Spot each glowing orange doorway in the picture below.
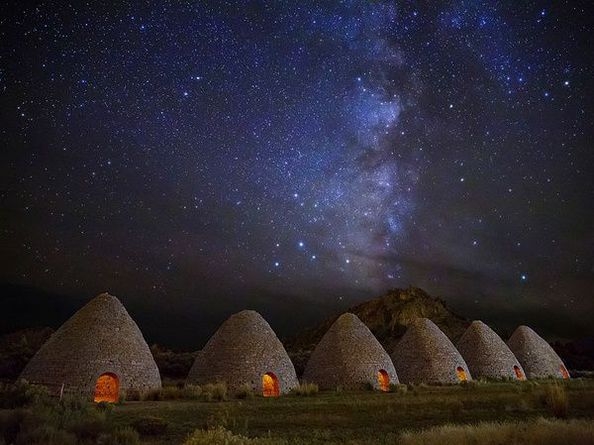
[262,372,280,397]
[559,365,569,379]
[377,369,390,391]
[514,366,526,380]
[456,366,468,382]
[93,372,120,403]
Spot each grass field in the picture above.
[110,379,594,444]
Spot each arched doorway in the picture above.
[514,365,526,380]
[262,372,280,397]
[456,366,468,382]
[377,369,390,391]
[93,372,120,403]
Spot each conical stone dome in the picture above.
[456,320,525,380]
[507,326,569,379]
[187,310,299,395]
[391,318,471,383]
[21,293,161,396]
[303,313,398,390]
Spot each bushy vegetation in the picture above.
[0,382,139,445]
[0,328,53,381]
[151,345,196,379]
[0,380,594,445]
[544,384,569,419]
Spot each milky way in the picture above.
[0,1,594,340]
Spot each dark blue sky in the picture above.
[0,1,594,340]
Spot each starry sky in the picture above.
[0,0,594,342]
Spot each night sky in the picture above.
[0,0,594,342]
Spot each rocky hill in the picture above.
[285,287,470,374]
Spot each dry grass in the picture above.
[397,418,594,445]
[545,384,569,419]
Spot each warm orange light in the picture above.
[559,365,569,379]
[377,369,390,391]
[456,366,468,382]
[514,366,526,380]
[93,373,120,403]
[262,372,280,397]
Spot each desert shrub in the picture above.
[200,383,227,402]
[398,419,594,445]
[151,345,196,379]
[291,383,320,397]
[235,383,255,399]
[132,416,169,436]
[544,384,569,419]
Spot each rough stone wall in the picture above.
[21,293,161,397]
[391,318,472,384]
[303,313,398,389]
[187,311,299,394]
[456,320,525,379]
[507,326,567,379]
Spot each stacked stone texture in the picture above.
[456,320,525,379]
[391,318,471,384]
[21,293,161,397]
[303,313,398,389]
[507,326,569,379]
[187,310,299,394]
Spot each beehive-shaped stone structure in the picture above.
[507,326,569,379]
[303,313,398,391]
[187,310,299,396]
[391,318,471,384]
[456,320,526,380]
[21,293,161,402]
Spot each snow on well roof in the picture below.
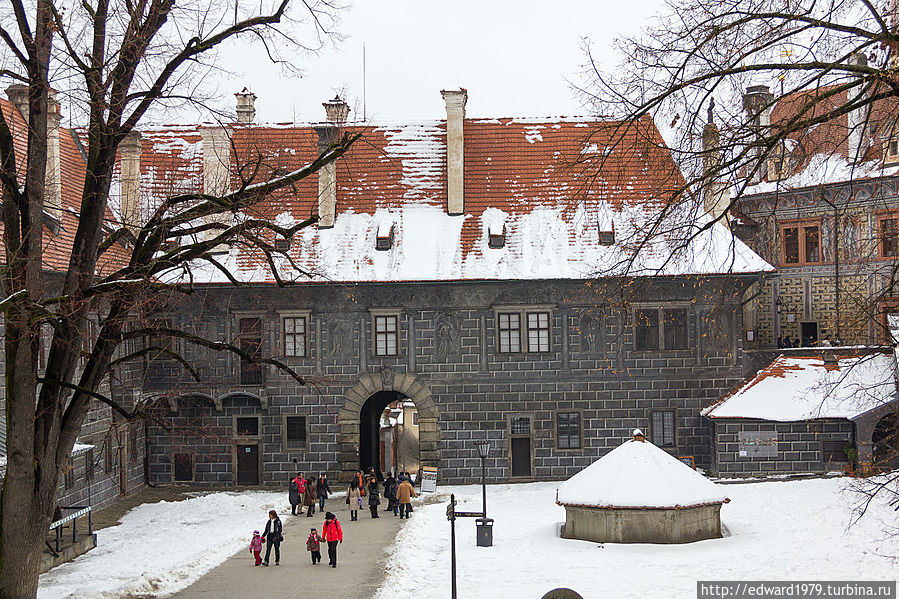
[703,354,896,422]
[135,119,773,283]
[556,440,728,508]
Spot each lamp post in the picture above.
[475,440,493,547]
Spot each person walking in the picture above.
[303,478,317,518]
[366,474,381,518]
[262,510,284,566]
[288,472,306,516]
[322,512,343,568]
[346,476,362,522]
[316,472,333,512]
[250,530,262,566]
[306,526,324,566]
[396,478,418,520]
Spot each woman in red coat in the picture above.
[322,512,343,568]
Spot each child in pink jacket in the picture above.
[250,530,262,566]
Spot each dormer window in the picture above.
[884,135,899,163]
[375,223,393,252]
[487,223,506,249]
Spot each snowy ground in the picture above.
[375,478,899,599]
[38,491,290,599]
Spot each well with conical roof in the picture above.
[556,431,730,543]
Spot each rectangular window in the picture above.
[63,458,75,489]
[528,312,549,353]
[649,410,676,447]
[783,227,799,264]
[634,308,659,351]
[284,416,306,449]
[880,217,899,258]
[803,225,821,262]
[84,449,94,482]
[498,312,521,354]
[662,309,687,349]
[509,416,531,435]
[283,316,306,358]
[238,318,262,385]
[375,315,399,356]
[556,412,581,449]
[234,416,259,437]
[172,453,194,482]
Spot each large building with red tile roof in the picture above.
[119,90,773,484]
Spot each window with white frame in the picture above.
[281,315,309,358]
[374,314,400,356]
[649,410,677,447]
[496,308,552,354]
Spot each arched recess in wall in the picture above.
[337,368,440,481]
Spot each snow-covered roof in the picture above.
[556,440,728,508]
[141,118,773,283]
[702,354,896,422]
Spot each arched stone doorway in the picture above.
[337,368,440,481]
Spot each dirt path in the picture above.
[173,506,414,599]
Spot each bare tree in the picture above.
[579,0,899,524]
[0,0,355,599]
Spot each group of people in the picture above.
[250,510,343,568]
[250,468,418,568]
[346,468,418,522]
[289,472,332,518]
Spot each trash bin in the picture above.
[475,518,493,547]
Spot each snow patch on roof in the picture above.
[556,440,727,508]
[703,354,896,422]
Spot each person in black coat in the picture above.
[262,510,284,566]
[367,475,381,518]
[316,473,333,512]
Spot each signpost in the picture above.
[421,466,437,493]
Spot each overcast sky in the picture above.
[211,0,660,122]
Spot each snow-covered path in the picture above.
[38,491,290,599]
[376,479,899,599]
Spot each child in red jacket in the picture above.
[322,512,343,568]
[306,528,324,566]
[250,530,262,566]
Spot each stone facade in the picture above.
[143,277,754,485]
[734,178,899,349]
[712,419,856,477]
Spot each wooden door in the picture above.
[237,445,259,485]
[512,437,531,476]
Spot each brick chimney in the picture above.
[6,83,62,222]
[702,98,730,218]
[119,131,143,234]
[847,52,868,163]
[743,85,774,183]
[234,88,256,124]
[315,96,350,229]
[440,88,468,216]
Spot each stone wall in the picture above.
[712,419,856,477]
[143,279,742,485]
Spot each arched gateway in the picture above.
[337,368,440,481]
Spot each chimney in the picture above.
[234,88,256,124]
[6,83,28,123]
[743,85,774,183]
[119,131,143,234]
[847,52,868,164]
[702,98,730,218]
[315,96,350,229]
[44,89,62,223]
[200,127,231,247]
[6,83,62,223]
[440,89,468,216]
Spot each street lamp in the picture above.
[475,440,493,547]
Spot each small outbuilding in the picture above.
[556,429,730,543]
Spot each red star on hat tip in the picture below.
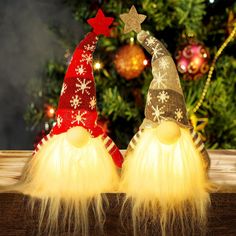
[87,9,114,36]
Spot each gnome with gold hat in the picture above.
[121,7,209,235]
[3,10,123,235]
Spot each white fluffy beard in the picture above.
[121,128,210,235]
[10,133,118,235]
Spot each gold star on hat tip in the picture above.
[120,5,147,34]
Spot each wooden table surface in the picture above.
[0,193,236,236]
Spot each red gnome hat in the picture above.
[36,9,123,167]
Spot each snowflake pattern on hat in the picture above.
[138,31,190,127]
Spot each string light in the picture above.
[93,61,102,70]
[193,23,236,113]
[46,105,55,118]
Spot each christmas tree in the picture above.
[25,0,236,149]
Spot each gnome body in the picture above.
[121,31,209,235]
[5,29,122,235]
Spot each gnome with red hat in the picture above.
[121,7,209,235]
[5,10,123,235]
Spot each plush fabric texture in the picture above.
[35,28,123,168]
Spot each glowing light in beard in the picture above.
[121,128,209,235]
[12,133,118,235]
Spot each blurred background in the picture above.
[0,0,236,149]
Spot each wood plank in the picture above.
[0,193,236,236]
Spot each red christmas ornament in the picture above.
[87,9,114,36]
[176,42,209,80]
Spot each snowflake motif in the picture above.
[61,83,67,96]
[84,42,95,51]
[153,71,166,88]
[80,54,93,64]
[147,92,152,105]
[71,111,87,125]
[176,76,181,89]
[70,95,82,109]
[159,57,170,70]
[175,108,183,121]
[89,96,97,110]
[68,55,73,65]
[75,65,86,75]
[57,116,63,128]
[157,91,170,103]
[152,106,165,122]
[146,37,156,47]
[153,44,164,58]
[75,78,92,95]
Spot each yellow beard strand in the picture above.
[11,134,118,235]
[121,128,209,235]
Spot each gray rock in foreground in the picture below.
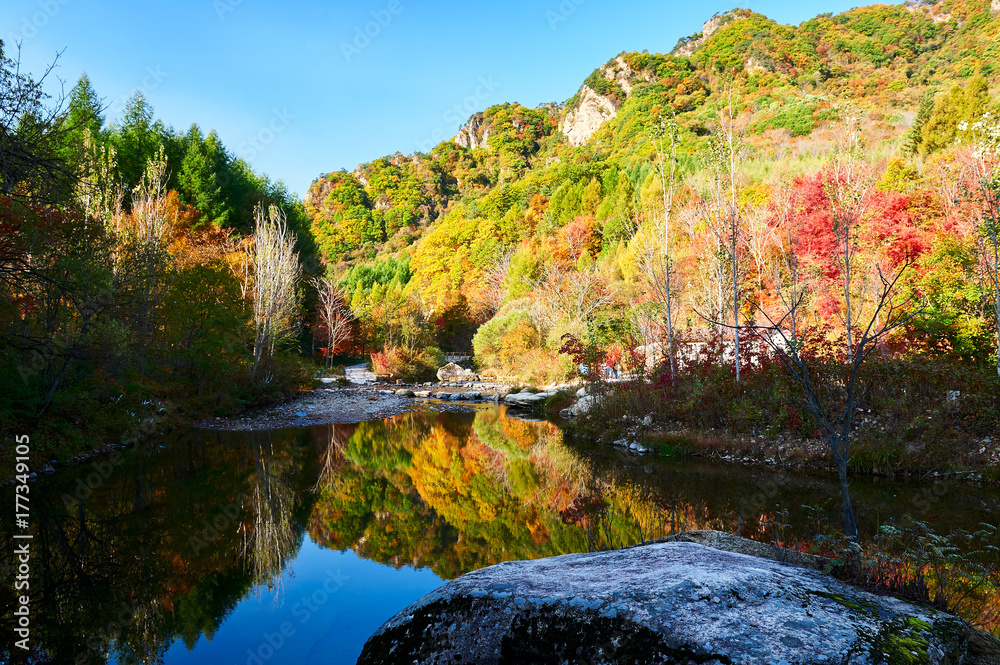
[358,542,969,665]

== Exercise task ==
Rewrite all the rows above, changing every "Spot" to "Locate" and keeping everything else the same, but leave out the pictures.

== Finished exercise ==
Locate each glowing orange doorway in the picture below.
[262,372,280,397]
[559,365,569,379]
[377,369,390,391]
[514,366,526,380]
[456,366,468,382]
[93,372,120,403]
Locate each grass field in the picture above.
[110,379,594,444]
Locate each arched doorway in the picture above.
[514,365,526,380]
[262,372,280,397]
[456,366,468,382]
[377,369,390,391]
[93,372,120,403]
Locate each conical stone dome in the picture above.
[456,320,525,380]
[507,326,569,379]
[187,310,299,395]
[391,318,471,383]
[21,293,161,396]
[303,313,398,390]
Locate each bushy vegetation in the picture above.
[0,382,139,445]
[0,328,53,381]
[151,345,196,379]
[0,380,594,445]
[544,384,569,419]
Locate each milky way in the picture above.
[0,1,594,340]
Locate each dark blue sky in the picture above.
[0,1,594,340]
Locate each starry sky in the picture above.
[0,0,594,342]
Locate each night sky in the picture above.
[0,0,594,342]
Locate each rocky hill in the picture above.
[285,287,470,374]
Locate each dry grass in the picture above.
[397,418,594,445]
[545,384,569,419]
Locate each warm orange light in the picture above.
[559,365,569,379]
[377,369,390,391]
[456,366,468,382]
[514,366,526,380]
[93,373,120,403]
[262,372,280,397]
Locate each desert shrub in the picture above.
[200,383,227,402]
[398,419,594,445]
[151,345,196,379]
[291,383,320,397]
[235,383,255,399]
[132,416,169,436]
[544,384,569,419]
Locate each rough stone wall in the picture above.
[21,293,161,397]
[391,318,472,384]
[303,313,398,389]
[187,311,299,394]
[456,320,525,379]
[507,326,567,379]
Locate each stacked stone texture in the picture above.
[456,320,525,379]
[391,318,471,384]
[21,293,161,397]
[303,313,398,389]
[507,326,569,379]
[187,310,299,394]
Locate each beehive-shaped stone structure in the picture above.
[507,326,569,379]
[303,313,398,391]
[187,310,299,396]
[391,318,471,384]
[456,320,526,380]
[21,293,161,402]
Locate each snow on well roof in the picture below.
[703,354,896,422]
[135,119,773,283]
[556,440,728,508]
Locate each lamp post in the picture above.
[475,440,493,547]
Locate each person walking in the picture above.
[303,478,317,518]
[366,474,381,518]
[262,510,284,566]
[288,472,306,516]
[322,512,343,568]
[346,476,362,522]
[316,472,333,512]
[250,530,262,566]
[306,526,324,566]
[396,478,418,520]
Locate each woman in red coat in the picture above.
[322,512,343,568]
Locate each child in pink jacket in the picture above.
[250,530,262,566]
Locate each dormer window in the picture above.
[884,135,899,163]
[375,223,393,252]
[487,223,506,249]
Locate each snowy ground in the picture above.
[375,478,899,599]
[38,491,290,599]
Locate each well with conical roof in the picture above.
[556,431,730,543]
Locate each rectangular window in the picture above.
[63,458,75,489]
[528,312,549,353]
[649,410,676,447]
[783,227,799,264]
[634,308,659,351]
[284,416,306,449]
[880,217,899,258]
[803,225,821,262]
[84,449,94,482]
[498,312,521,354]
[662,309,687,349]
[509,416,531,435]
[283,316,306,358]
[238,318,262,385]
[375,315,399,356]
[556,412,581,449]
[234,416,259,437]
[172,453,194,482]
Locate each large building with red tile roof in the picture above.
[119,90,773,484]
Locate each window with white frame in the picture above.
[281,315,309,358]
[374,314,400,356]
[649,410,677,447]
[496,308,552,354]
Locate each arched recess in wall in the picture above.
[337,368,440,481]
Locate each snow-covered roof in the picture above.
[556,440,728,508]
[141,118,773,283]
[702,354,896,422]
Locate each arched stone doorway in the picture above.
[337,368,440,481]
Locate each dirt path in the picture above.
[173,506,414,599]
Locate each bare tree in the picture above.
[579,0,899,524]
[0,0,355,599]
Locate each group of people in the picture above.
[250,510,343,568]
[250,468,418,568]
[346,468,418,522]
[289,472,332,518]
Locate each trash bin in the picture above.
[475,518,493,547]
Locate each snow patch on roof in the picture above.
[556,440,727,508]
[703,354,896,422]
Locate each person in black coat in the picture above.
[262,510,284,566]
[367,475,381,518]
[316,473,333,512]
Locate each signpost in the picture above.
[421,466,437,493]
Locate each overcast sky in the picture above.
[211,0,660,122]
Locate each snow-covered path in the picture above.
[38,491,290,599]
[376,479,899,599]
Locate each child in red jacket in the picture above.
[322,512,343,568]
[306,528,324,566]
[250,530,262,566]
Locate each stone facade in the picture above.
[143,277,754,485]
[734,178,899,349]
[712,419,856,477]
Locate each wooden door in the picture above.
[237,445,259,485]
[512,437,531,476]
Locate each brick chimney in the picture above.
[6,83,62,222]
[702,98,730,218]
[119,131,143,234]
[847,52,868,163]
[743,85,774,183]
[234,88,256,124]
[315,96,350,229]
[440,88,468,216]
Locate each stone wall in the picture above.
[712,419,856,477]
[143,279,742,485]
Locate each arched gateway in the picture above.
[337,368,440,481]
Locate each chimney in the picture above.
[234,88,256,124]
[6,83,28,123]
[743,85,774,183]
[119,131,143,234]
[847,52,868,164]
[702,98,730,218]
[315,96,350,229]
[44,89,62,223]
[200,127,231,247]
[6,83,62,223]
[440,89,468,216]
Locate each street lamp in the picture above.
[475,440,493,547]
Locate each small outbuilding in the picture above.
[556,429,730,543]
Locate each red star on hat tip in the picture below.
[87,9,114,36]
Locate each gnome with gold hat in the picture above.
[121,7,209,235]
[3,10,123,235]
Locate each white fluffy beard in the picture above.
[121,128,210,235]
[10,133,118,235]
Locate each gold star on hat tip in the picture above.
[120,5,147,34]
Locate each wooden table surface in the picture above.
[0,193,236,236]
Locate each red gnome hat in the picture above.
[36,9,123,167]
Locate each snowflake pattern on hat in the picture above.
[138,31,190,127]
Locate each string light in the picture above.
[93,61,102,70]
[193,23,236,113]
[46,105,55,118]
Locate each christmas tree in the picture above.
[25,0,236,149]
Locate each gnome body in the picture above.
[121,31,209,235]
[5,29,122,235]
Locate each gnome with red hat in the picture above.
[121,7,209,235]
[5,10,123,235]
Locate each plush fabric texture in the picture above.
[35,28,123,168]
Locate each glowing light in beard in the picture above.
[121,128,209,235]
[12,133,118,235]
Locate each blurred background in the picture above.
[0,0,236,149]
Locate each wood plank in the picture above.
[0,193,236,236]
Locate each red christmas ornament in the picture above.
[87,9,114,36]
[176,42,209,80]
Locate each snowflake motif in the picture above.
[61,83,67,96]
[84,42,95,51]
[153,71,166,88]
[80,54,93,64]
[147,92,152,105]
[71,111,87,125]
[176,76,181,89]
[70,95,82,109]
[159,57,170,70]
[175,108,183,121]
[89,96,97,110]
[68,55,73,65]
[75,65,86,75]
[57,116,63,128]
[157,91,170,103]
[152,106,165,122]
[146,37,156,47]
[153,44,164,58]
[75,78,92,95]
Locate each yellow beard strand in the picture above.
[11,134,118,235]
[121,128,209,235]
Locate each gray rock in foreground in the picture below.
[358,542,969,665]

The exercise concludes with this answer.